- _Given data_:
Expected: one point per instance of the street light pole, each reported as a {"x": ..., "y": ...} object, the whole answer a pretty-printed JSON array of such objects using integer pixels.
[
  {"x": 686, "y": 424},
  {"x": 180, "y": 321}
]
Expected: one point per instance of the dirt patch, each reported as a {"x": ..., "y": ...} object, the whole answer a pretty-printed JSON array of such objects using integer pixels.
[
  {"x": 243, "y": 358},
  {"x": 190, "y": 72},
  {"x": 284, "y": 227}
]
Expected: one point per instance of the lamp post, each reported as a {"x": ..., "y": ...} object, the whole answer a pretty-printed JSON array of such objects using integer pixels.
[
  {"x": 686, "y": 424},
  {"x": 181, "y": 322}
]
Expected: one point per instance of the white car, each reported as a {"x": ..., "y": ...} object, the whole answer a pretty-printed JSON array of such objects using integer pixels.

- _What you should do_: Reproduce the data exactly. All of it is needed.

- _Response box_:
Expected: one point per instance of the street light pole, each reported as a {"x": ..., "y": ...} object, the whole answer a pretty-printed JSON array of such objects using integer pixels.
[
  {"x": 686, "y": 424},
  {"x": 180, "y": 321}
]
Expected: one point per instance of the dirt patch, each reported as a {"x": ..., "y": ...} object, the whole answer a pretty-printed JSON array of such objects using integer pixels.
[
  {"x": 243, "y": 358},
  {"x": 190, "y": 72},
  {"x": 284, "y": 227}
]
Expected: one point per instance of the lamp post, each reported as a {"x": ..., "y": ...} object, the whole answer a pretty-printed JSON array of such objects using integer pixels.
[
  {"x": 686, "y": 424},
  {"x": 181, "y": 322}
]
Expected: one point per instance of the white car, each reported as a {"x": ..., "y": ...} object, the whole answer a pretty-printed JSON array of such objects using integer pixels.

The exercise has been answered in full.